◆ DATA
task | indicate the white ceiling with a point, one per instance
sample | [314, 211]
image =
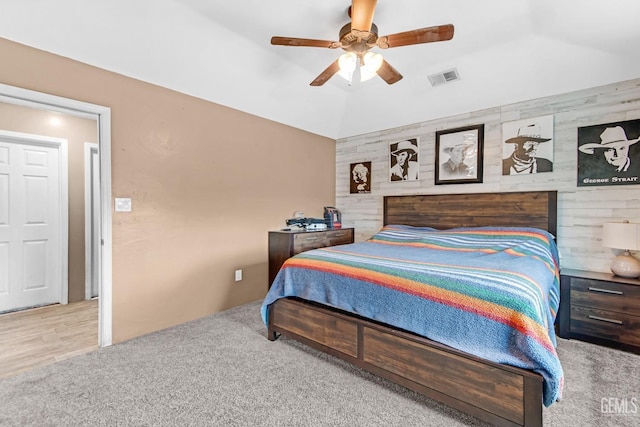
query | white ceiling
[504, 50]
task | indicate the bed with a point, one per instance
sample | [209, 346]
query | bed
[500, 393]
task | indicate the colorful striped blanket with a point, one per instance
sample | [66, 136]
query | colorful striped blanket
[489, 291]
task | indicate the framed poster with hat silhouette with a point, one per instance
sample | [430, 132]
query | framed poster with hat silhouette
[459, 155]
[403, 160]
[528, 146]
[608, 154]
[360, 177]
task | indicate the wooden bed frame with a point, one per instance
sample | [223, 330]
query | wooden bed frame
[500, 394]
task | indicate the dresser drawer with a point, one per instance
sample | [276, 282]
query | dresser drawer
[608, 325]
[339, 237]
[284, 244]
[616, 297]
[306, 241]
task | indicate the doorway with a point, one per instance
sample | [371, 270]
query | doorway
[102, 115]
[33, 220]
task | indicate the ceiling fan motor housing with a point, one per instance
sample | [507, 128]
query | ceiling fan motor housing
[358, 41]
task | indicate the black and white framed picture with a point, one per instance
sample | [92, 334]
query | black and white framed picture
[459, 155]
[403, 160]
[527, 146]
[360, 177]
[609, 154]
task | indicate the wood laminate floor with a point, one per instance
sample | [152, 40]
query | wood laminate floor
[45, 335]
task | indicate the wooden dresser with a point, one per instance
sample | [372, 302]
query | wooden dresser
[600, 308]
[285, 244]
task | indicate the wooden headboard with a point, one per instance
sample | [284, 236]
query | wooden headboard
[442, 211]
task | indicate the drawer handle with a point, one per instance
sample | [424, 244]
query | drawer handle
[604, 319]
[605, 291]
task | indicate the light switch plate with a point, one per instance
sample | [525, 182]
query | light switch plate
[123, 204]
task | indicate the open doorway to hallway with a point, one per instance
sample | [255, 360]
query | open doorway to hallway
[101, 118]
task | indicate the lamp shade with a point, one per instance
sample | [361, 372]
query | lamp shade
[621, 235]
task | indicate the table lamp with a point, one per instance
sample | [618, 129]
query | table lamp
[626, 236]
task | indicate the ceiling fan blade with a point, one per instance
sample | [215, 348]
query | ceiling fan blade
[423, 35]
[326, 74]
[362, 14]
[292, 41]
[388, 73]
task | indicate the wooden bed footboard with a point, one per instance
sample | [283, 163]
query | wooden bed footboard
[500, 394]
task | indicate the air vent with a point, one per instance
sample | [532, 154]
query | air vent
[444, 77]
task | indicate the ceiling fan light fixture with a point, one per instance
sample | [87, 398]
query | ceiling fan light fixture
[347, 63]
[371, 63]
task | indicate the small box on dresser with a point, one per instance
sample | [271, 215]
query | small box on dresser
[600, 308]
[285, 244]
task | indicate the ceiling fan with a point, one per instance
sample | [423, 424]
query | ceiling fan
[358, 37]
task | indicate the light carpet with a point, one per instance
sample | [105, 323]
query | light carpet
[222, 371]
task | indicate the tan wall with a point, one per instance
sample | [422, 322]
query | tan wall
[76, 131]
[207, 182]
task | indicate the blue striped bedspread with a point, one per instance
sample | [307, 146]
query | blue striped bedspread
[488, 291]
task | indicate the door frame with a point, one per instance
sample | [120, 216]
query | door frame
[91, 224]
[102, 114]
[60, 144]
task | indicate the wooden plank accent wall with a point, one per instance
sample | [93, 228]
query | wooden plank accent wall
[581, 210]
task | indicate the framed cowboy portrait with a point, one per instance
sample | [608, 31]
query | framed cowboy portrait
[527, 146]
[403, 160]
[459, 155]
[360, 181]
[609, 154]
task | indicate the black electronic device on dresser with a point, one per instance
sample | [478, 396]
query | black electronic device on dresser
[600, 308]
[285, 244]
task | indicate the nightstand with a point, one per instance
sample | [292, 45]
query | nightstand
[285, 244]
[600, 308]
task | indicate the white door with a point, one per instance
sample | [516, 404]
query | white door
[32, 221]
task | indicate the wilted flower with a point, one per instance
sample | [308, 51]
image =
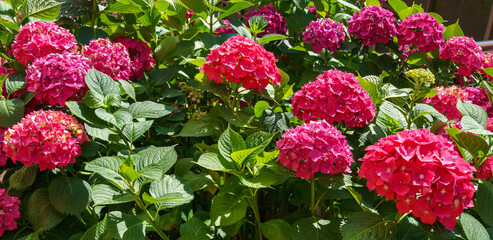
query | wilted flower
[335, 96]
[314, 147]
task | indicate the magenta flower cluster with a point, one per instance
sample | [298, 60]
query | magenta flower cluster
[466, 52]
[110, 58]
[421, 30]
[335, 96]
[372, 24]
[46, 138]
[314, 147]
[423, 172]
[58, 77]
[38, 39]
[9, 212]
[241, 60]
[276, 23]
[324, 34]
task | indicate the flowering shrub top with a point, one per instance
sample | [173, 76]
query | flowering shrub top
[46, 138]
[58, 77]
[241, 60]
[324, 34]
[423, 172]
[463, 50]
[335, 96]
[140, 56]
[276, 22]
[9, 211]
[373, 24]
[110, 58]
[421, 30]
[39, 39]
[314, 147]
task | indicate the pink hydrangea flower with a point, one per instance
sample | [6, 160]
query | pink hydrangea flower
[58, 77]
[39, 39]
[324, 34]
[140, 57]
[46, 138]
[373, 24]
[421, 30]
[241, 60]
[110, 58]
[314, 147]
[423, 172]
[9, 212]
[335, 96]
[276, 23]
[446, 100]
[466, 52]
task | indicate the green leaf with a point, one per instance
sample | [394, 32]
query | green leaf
[40, 211]
[135, 130]
[148, 109]
[104, 194]
[171, 192]
[276, 229]
[367, 225]
[42, 9]
[472, 228]
[11, 112]
[316, 229]
[69, 195]
[227, 209]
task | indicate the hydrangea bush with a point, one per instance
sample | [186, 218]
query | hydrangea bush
[242, 120]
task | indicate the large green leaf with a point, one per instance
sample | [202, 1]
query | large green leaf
[69, 195]
[42, 9]
[368, 225]
[227, 209]
[40, 211]
[171, 192]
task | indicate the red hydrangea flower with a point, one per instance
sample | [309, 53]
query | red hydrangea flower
[335, 96]
[140, 57]
[39, 39]
[46, 138]
[110, 58]
[423, 172]
[314, 147]
[422, 31]
[227, 28]
[9, 212]
[373, 24]
[241, 60]
[446, 100]
[466, 52]
[58, 77]
[276, 23]
[324, 34]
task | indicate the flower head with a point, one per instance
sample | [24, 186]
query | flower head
[110, 58]
[324, 34]
[373, 24]
[314, 147]
[241, 60]
[58, 77]
[9, 211]
[420, 30]
[39, 39]
[140, 56]
[46, 138]
[335, 96]
[466, 52]
[423, 172]
[276, 23]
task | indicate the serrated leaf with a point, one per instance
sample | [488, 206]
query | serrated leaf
[69, 195]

◆ AIM OF THE TASK
Quote the material exactly. Pictures stay out.

◆ OUTPUT BELOW
task | indicate the white ceiling with a point, one per instance
sample | [314, 211]
image =
query | white ceiling
[504, 50]
task | indicate the bed with a point, one per instance
sample | [209, 346]
query | bed
[500, 393]
task | indicate the colorful striped blanket with a point, one per instance
sample | [66, 136]
query | colorful striped blanket
[489, 291]
task | indicate the framed poster with hat silhouette with a point, one per instance
sample | [430, 132]
query | framed poster with hat silhouette
[459, 155]
[403, 160]
[528, 146]
[608, 154]
[360, 177]
task | indicate the wooden bed frame with a point, one per instance
sample | [223, 330]
query | wooden bed frame
[500, 394]
task | indicate the dresser drawer with a point, one per instance
sample | [276, 282]
query | dresser drawer
[608, 325]
[339, 237]
[284, 244]
[616, 297]
[306, 241]
task | indicate the doorway with a point, one per instance
sample | [371, 270]
query | doorway
[102, 115]
[33, 220]
task | indicate the ceiling fan motor housing with a point, one per instance
sample | [507, 128]
query | ceiling fan motor housing
[358, 41]
task | indicate the black and white framed picture with a point, one per instance
sample | [92, 334]
query | black and white framed picture
[459, 155]
[403, 160]
[527, 146]
[360, 177]
[609, 154]
task | indicate the wood laminate floor with a point, one per instance
sample | [152, 40]
query | wood laminate floor
[45, 335]
task | indicate the wooden dresser with a point, one per instance
sample | [372, 302]
query | wooden dresser
[600, 308]
[285, 244]
task | indicate the wooden headboard with a point, one per instance
sample | [284, 236]
query | wooden headboard
[442, 211]
task | indicate the drawer handle with a point, one per instance
sample | [424, 244]
query | drawer handle
[604, 319]
[605, 291]
task | indicate the light switch plate with a point, one per instance
sample | [525, 182]
query | light switch plate
[123, 204]
task | indicate the open doorway to hallway with a point, one per instance
sample | [255, 360]
query | open doorway to hallway
[101, 118]
task | indicate the lamp shade with a point, one per instance
sample | [361, 372]
query | lamp shade
[621, 235]
task | indicate the table lamp with a point, one per instance
sample | [618, 129]
query | table lamp
[626, 236]
task | indicate the ceiling fan blade with a point, one per instance
sample | [215, 348]
query | ceiling fan blade
[423, 35]
[326, 74]
[362, 14]
[292, 41]
[388, 73]
task | indicate the wooden bed footboard with a point, one per instance
sample | [283, 163]
query | wooden bed footboard
[500, 394]
task | indicate the air vent with a point, one per instance
sample | [532, 154]
query | air vent
[444, 77]
task | indicate the ceiling fan light fixture with a point, one per instance
sample | [87, 398]
query | ceiling fan light fixture
[347, 63]
[371, 63]
task | indicate the small box on dresser with a point, one per instance
sample | [271, 215]
query | small box on dresser
[600, 308]
[285, 244]
task | indicate the ceiling fan with a point, one per instance
sample | [423, 424]
query | ceiling fan
[358, 37]
task | indicate the light carpet with a point, one per instance
sample | [105, 323]
query | light carpet
[222, 371]
task | indicate the tan wall with a point, one per instance
sample | [422, 322]
query | tan wall
[76, 131]
[207, 182]
task | indicate the blue striped bedspread with a point, one per instance
sample | [307, 146]
query | blue striped bedspread
[488, 291]
task | indicate the door frame with a point, one per instance
sample | [120, 216]
query | door frame
[91, 224]
[102, 114]
[60, 144]
task | indicate the wooden plank accent wall with a point, one per instance
sample | [93, 228]
query | wooden plank accent wall
[581, 210]
task | indicate the framed cowboy portrait with a point, one per instance
sample | [608, 31]
query | framed cowboy portrait
[527, 146]
[403, 160]
[459, 155]
[360, 181]
[609, 154]
task | indicate the black electronic device on dresser with a point, one per instance
sample | [478, 396]
query | black electronic device on dresser
[600, 308]
[285, 244]
task | indicate the nightstand with a point, one per instance
sample | [292, 45]
query | nightstand
[285, 244]
[600, 308]
task | indicate the white door with a point, one per instance
sample | [516, 404]
query | white door
[32, 221]
task | indicate the wilted flower with a point, one per instance
sample | [308, 51]
image =
query | wilted flower
[335, 96]
[314, 147]
task | indicate the magenta flower cluster with a point, one per instance
sample | [298, 60]
query | magenta flower cluster
[466, 52]
[110, 58]
[421, 30]
[335, 96]
[372, 24]
[46, 138]
[314, 147]
[423, 172]
[58, 77]
[38, 39]
[9, 212]
[241, 60]
[276, 23]
[324, 34]
task | indicate the flowering shrub top with a point, one per instance
sample | [173, 76]
query | flowering shrub top
[46, 138]
[58, 77]
[241, 60]
[324, 34]
[423, 172]
[463, 50]
[335, 96]
[140, 56]
[276, 22]
[9, 211]
[373, 24]
[110, 58]
[421, 30]
[39, 39]
[314, 147]
task | indicate the pink hydrangea flower with a point, one per instance
sample | [6, 160]
query | pink hydrangea flower
[58, 77]
[39, 39]
[324, 34]
[140, 57]
[46, 138]
[373, 24]
[421, 30]
[241, 60]
[110, 58]
[314, 147]
[423, 172]
[9, 212]
[335, 96]
[276, 23]
[446, 100]
[466, 52]
task | indicate the green leaf with a point, one per instance
sample | [394, 32]
query | green leaf
[40, 211]
[135, 130]
[148, 109]
[104, 194]
[171, 192]
[276, 229]
[367, 225]
[42, 9]
[472, 228]
[11, 112]
[316, 229]
[69, 195]
[227, 209]
task | indicate the hydrangea bush with a point, one per instance
sample | [186, 218]
query | hydrangea bush
[242, 120]
task | indicate the large green leaf with a point, one per instance
sample | [202, 1]
query | large green leaf
[69, 195]
[42, 9]
[368, 225]
[227, 209]
[40, 211]
[171, 192]
task | indicate the red hydrangea flower with a point, one per instance
sample | [309, 53]
query | red hydrangea flower
[335, 96]
[140, 57]
[39, 39]
[46, 138]
[110, 58]
[423, 172]
[314, 147]
[422, 31]
[227, 28]
[9, 212]
[373, 24]
[241, 60]
[446, 100]
[466, 52]
[58, 77]
[276, 23]
[324, 34]
task | indicate the flower head with a point, one per instance
sample | [24, 186]
query | flower head
[110, 58]
[324, 34]
[373, 24]
[314, 147]
[241, 60]
[58, 77]
[9, 211]
[420, 30]
[39, 39]
[140, 56]
[46, 138]
[335, 96]
[466, 52]
[423, 172]
[276, 23]
task | indicate the serrated leaf with a point, one per instance
sample | [488, 206]
query | serrated leaf
[69, 195]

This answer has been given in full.